_Assignment_
Look over the listing below and say how many of its lines include the string "wall"; give no more than that number.

[[ Excerpted data, beginning ]]

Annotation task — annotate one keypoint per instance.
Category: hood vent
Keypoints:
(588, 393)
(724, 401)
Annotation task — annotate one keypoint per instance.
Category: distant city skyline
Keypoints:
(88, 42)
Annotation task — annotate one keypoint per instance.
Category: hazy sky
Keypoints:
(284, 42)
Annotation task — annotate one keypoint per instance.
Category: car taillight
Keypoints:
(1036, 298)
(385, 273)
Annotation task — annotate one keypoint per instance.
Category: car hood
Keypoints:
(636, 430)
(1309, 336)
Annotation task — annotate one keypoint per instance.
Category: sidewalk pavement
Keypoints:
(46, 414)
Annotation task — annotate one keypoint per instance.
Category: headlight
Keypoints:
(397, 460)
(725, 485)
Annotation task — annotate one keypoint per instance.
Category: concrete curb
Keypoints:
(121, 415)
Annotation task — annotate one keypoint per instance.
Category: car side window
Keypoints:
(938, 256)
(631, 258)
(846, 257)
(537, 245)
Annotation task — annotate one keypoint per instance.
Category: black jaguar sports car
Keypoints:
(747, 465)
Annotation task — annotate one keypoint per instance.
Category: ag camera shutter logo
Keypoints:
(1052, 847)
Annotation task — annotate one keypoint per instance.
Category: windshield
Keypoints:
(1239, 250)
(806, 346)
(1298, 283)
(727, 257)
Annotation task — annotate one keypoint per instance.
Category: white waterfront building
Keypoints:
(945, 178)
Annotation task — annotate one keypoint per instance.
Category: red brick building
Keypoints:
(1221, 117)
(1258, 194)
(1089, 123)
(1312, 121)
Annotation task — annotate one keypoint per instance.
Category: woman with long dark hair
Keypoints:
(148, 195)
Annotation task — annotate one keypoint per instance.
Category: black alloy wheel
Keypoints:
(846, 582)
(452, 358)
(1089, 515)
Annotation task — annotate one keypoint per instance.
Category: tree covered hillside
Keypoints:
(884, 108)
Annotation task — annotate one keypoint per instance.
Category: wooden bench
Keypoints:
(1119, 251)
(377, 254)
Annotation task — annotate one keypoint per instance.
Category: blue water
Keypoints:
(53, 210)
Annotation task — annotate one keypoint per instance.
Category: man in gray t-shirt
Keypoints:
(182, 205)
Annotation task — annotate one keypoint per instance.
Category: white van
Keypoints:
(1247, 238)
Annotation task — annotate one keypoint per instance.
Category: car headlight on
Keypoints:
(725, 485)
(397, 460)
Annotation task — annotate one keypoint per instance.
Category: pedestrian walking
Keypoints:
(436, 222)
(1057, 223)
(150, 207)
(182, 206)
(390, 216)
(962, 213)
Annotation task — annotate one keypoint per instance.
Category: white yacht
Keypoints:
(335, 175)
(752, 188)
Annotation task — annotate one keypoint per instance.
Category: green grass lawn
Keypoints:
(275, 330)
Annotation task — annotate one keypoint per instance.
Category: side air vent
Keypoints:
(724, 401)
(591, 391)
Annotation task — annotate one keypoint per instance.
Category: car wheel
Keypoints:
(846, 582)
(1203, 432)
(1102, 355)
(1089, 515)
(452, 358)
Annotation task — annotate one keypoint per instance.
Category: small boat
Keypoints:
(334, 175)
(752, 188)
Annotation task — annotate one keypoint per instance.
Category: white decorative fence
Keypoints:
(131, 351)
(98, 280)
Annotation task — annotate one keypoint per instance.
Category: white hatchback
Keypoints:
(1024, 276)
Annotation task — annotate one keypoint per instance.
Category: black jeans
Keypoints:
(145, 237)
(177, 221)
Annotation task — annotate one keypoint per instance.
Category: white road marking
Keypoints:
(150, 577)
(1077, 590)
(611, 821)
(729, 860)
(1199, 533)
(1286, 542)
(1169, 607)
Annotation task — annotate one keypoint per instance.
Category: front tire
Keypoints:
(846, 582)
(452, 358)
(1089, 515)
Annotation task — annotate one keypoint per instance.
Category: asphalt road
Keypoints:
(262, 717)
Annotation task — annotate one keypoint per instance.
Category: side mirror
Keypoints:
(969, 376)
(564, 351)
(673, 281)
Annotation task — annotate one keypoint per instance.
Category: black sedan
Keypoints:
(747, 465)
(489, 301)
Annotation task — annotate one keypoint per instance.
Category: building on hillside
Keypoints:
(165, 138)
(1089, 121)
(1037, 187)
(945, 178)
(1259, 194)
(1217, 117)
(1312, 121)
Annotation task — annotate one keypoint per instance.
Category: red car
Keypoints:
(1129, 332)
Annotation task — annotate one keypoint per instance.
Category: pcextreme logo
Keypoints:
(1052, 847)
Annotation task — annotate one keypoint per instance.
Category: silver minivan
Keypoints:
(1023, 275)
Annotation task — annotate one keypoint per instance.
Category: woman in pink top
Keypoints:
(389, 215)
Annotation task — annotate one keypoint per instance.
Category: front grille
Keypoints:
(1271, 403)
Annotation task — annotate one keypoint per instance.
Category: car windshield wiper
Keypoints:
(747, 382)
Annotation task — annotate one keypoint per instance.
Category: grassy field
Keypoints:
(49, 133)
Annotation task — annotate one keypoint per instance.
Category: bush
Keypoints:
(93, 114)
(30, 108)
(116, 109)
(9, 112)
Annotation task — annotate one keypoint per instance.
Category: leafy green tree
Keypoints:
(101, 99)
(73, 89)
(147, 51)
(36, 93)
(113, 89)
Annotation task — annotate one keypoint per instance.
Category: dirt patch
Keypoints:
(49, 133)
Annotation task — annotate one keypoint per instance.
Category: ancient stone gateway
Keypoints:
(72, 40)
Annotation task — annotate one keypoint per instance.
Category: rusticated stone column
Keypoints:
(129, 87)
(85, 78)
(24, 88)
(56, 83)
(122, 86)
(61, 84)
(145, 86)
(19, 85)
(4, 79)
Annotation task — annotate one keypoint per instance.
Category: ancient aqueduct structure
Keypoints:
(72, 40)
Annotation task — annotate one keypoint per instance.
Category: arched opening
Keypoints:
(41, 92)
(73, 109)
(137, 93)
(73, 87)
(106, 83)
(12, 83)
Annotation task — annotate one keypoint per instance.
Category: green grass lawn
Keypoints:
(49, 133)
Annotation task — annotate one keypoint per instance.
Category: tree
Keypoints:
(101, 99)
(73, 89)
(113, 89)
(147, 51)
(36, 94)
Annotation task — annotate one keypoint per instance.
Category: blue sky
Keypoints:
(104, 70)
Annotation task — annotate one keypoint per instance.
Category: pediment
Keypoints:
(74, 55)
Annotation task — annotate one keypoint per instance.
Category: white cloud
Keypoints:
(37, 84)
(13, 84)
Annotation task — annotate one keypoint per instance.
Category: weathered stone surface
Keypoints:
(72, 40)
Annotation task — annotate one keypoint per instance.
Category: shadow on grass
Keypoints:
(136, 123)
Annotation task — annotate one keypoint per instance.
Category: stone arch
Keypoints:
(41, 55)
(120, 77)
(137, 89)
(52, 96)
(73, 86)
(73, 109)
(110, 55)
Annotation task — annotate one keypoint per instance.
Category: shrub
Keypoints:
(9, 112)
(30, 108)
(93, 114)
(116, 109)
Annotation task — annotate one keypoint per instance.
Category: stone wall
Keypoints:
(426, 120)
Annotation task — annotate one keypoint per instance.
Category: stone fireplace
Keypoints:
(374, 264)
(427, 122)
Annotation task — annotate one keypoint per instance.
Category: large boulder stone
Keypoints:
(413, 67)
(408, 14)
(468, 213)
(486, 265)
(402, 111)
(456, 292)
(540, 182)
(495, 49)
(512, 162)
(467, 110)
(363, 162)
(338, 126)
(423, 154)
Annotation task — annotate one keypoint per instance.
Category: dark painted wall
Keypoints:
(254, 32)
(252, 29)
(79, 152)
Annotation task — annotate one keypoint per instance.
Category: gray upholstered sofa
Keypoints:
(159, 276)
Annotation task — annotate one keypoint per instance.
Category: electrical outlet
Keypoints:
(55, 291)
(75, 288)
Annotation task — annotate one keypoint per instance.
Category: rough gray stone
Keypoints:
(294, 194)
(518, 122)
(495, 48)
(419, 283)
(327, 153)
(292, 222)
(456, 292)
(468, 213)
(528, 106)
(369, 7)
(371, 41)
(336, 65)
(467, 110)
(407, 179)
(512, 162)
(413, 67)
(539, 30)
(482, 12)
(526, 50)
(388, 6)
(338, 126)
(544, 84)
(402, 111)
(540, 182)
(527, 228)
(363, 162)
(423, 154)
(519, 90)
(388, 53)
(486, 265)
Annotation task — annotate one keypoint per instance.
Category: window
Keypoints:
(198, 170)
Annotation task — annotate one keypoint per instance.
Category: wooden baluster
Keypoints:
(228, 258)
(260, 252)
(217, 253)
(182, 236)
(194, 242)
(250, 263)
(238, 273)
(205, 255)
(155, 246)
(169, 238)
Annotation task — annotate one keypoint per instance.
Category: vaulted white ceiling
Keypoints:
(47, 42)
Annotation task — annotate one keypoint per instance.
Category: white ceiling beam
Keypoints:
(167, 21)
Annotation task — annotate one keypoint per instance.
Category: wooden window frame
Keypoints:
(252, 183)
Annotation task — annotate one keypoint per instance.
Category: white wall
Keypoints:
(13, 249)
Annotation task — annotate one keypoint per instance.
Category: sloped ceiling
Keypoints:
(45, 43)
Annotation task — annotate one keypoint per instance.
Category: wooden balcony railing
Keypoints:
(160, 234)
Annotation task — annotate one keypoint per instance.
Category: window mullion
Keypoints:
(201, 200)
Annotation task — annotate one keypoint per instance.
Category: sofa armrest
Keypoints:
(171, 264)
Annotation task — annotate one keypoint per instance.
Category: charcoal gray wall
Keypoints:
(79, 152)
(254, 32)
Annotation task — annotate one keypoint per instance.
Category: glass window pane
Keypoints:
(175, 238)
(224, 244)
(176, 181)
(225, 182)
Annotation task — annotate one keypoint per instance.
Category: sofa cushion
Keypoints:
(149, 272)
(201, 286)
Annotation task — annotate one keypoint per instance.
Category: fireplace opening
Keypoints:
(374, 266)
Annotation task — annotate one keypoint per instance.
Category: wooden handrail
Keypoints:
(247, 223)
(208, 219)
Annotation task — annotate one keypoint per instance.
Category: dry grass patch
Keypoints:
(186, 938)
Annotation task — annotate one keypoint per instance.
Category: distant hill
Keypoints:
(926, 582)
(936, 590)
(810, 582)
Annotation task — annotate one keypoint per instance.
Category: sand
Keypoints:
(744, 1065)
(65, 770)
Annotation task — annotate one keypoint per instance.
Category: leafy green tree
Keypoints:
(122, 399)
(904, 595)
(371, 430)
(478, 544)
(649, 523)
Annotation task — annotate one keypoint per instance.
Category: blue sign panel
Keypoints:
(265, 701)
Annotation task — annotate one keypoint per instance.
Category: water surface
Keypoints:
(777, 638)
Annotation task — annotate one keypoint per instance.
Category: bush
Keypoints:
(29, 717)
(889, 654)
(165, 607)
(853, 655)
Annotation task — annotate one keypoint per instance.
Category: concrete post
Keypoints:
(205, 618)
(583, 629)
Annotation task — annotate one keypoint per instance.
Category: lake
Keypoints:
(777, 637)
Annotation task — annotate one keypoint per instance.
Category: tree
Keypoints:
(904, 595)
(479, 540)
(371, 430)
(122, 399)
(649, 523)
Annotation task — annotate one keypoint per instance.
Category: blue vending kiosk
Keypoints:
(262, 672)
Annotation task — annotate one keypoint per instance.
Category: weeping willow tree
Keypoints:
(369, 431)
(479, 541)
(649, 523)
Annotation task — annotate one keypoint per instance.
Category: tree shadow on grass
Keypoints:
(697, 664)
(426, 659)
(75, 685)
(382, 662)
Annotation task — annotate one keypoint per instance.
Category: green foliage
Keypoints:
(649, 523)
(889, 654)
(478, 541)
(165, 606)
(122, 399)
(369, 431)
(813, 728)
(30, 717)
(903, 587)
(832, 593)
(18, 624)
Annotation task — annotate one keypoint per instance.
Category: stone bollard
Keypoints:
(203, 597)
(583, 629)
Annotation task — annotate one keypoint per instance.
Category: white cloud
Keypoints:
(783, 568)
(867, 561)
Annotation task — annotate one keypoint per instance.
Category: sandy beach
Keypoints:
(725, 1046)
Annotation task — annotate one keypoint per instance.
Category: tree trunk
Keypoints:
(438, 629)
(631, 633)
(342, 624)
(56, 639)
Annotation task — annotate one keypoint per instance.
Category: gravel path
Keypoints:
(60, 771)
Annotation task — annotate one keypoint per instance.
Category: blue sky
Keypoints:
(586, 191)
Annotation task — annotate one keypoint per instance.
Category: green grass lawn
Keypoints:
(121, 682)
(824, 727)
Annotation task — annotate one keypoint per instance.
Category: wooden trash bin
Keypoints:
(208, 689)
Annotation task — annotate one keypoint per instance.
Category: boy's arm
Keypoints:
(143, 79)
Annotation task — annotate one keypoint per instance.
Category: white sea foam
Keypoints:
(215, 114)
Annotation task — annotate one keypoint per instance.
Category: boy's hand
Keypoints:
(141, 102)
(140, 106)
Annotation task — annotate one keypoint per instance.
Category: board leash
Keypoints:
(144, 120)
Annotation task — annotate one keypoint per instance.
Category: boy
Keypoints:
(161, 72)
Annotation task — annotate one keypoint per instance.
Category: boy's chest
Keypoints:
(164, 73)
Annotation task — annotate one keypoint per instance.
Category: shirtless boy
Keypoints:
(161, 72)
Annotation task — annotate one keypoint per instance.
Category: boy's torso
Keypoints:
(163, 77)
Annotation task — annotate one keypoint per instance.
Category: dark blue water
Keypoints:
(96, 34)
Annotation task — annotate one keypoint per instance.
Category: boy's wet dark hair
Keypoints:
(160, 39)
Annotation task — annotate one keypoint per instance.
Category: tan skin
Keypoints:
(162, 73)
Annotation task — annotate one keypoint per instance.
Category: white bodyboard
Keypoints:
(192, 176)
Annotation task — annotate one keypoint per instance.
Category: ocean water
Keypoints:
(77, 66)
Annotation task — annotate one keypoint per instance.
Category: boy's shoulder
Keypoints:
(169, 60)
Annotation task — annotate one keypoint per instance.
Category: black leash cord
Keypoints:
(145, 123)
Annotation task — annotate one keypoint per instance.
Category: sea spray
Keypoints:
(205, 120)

[[ Excerpted data, end ]]

_Response to this task_
4